┌────────

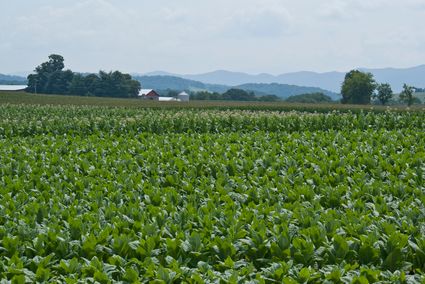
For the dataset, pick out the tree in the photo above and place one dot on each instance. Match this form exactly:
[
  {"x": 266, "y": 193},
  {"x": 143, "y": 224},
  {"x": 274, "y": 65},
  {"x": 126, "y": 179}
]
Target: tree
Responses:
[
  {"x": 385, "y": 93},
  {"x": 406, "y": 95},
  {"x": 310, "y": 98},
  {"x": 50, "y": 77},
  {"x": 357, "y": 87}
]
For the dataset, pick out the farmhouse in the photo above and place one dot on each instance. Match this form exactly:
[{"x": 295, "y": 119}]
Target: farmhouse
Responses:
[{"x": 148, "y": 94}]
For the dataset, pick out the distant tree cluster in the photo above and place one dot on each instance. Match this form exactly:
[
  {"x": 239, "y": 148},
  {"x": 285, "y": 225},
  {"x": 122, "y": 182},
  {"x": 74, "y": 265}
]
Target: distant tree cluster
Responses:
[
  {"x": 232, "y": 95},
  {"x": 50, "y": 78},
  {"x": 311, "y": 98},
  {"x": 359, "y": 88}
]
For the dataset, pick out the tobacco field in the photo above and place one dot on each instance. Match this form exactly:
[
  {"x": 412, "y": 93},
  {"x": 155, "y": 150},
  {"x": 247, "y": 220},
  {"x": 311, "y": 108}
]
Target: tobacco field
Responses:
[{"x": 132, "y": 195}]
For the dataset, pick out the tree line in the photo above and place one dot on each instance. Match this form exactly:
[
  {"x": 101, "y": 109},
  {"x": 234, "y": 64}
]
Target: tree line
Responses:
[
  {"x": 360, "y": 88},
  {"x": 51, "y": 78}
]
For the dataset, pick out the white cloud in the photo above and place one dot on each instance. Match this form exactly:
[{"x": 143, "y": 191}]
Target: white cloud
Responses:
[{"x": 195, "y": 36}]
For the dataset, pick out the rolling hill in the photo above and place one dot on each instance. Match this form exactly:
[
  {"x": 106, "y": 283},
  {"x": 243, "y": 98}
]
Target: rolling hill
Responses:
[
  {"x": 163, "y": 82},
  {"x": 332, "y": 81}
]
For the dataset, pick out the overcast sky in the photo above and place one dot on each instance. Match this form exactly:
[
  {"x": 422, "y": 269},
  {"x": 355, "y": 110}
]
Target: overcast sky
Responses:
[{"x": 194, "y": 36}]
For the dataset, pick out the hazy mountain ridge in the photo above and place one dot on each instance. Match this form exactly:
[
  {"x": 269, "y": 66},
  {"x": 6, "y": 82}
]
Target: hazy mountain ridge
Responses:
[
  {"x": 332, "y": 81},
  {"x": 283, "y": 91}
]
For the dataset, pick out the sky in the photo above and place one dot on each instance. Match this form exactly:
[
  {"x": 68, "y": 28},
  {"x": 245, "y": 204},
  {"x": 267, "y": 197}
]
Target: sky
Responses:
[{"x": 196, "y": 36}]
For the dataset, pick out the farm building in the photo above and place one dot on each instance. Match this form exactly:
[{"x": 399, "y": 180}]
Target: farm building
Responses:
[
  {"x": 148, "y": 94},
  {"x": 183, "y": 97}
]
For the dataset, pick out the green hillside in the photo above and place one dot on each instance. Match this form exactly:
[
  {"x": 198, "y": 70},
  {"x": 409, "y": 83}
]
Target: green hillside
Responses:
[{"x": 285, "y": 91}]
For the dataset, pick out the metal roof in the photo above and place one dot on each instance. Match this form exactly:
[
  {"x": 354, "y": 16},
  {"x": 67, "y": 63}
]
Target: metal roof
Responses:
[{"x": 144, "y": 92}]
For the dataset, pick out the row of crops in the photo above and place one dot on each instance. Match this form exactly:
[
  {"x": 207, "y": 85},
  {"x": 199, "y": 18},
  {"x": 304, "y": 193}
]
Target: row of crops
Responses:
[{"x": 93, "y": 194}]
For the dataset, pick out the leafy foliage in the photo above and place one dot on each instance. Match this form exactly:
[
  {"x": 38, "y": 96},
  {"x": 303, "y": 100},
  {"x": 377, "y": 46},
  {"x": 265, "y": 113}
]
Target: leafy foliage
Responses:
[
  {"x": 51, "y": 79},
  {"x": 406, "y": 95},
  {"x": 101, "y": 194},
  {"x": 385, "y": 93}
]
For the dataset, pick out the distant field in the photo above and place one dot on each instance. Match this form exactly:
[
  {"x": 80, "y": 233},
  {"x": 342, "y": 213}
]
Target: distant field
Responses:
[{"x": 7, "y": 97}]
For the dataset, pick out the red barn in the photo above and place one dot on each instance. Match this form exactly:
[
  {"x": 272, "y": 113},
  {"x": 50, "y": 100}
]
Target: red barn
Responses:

└────────

**PROBLEM DETAILS:** Retype the material word for word, starting at the line that contains "For the dataset, pick out the row" and ending with its last line.

**FINAL RESULT:**
For the dataset, pick out the row of crops in the photo above and place one dot on each instance. Match this form exactly:
[
  {"x": 207, "y": 85},
  {"x": 199, "y": 18},
  {"x": 304, "y": 193}
]
Target: row of crops
Responses:
[{"x": 93, "y": 194}]
For the dataset, pick out the leafy foliage in the photo above and place one dot on each instance. Match this form exactly:
[
  {"x": 38, "y": 96},
  {"x": 303, "y": 100},
  {"x": 377, "y": 46},
  {"x": 265, "y": 113}
]
Target: leafy foliage
Responses:
[
  {"x": 51, "y": 79},
  {"x": 406, "y": 95},
  {"x": 101, "y": 194},
  {"x": 385, "y": 93}
]
For the dataset, pick out the distant field in the photo above and place one dot on each instance. Match this form exactly:
[
  {"x": 80, "y": 233},
  {"x": 342, "y": 213}
]
Target: distant field
Responses:
[{"x": 7, "y": 97}]
For the dataset, pick out the red barn in the photo above and place one dot on each instance. Match this form exactly:
[
  {"x": 272, "y": 113},
  {"x": 50, "y": 100}
]
Target: red barn
Responses:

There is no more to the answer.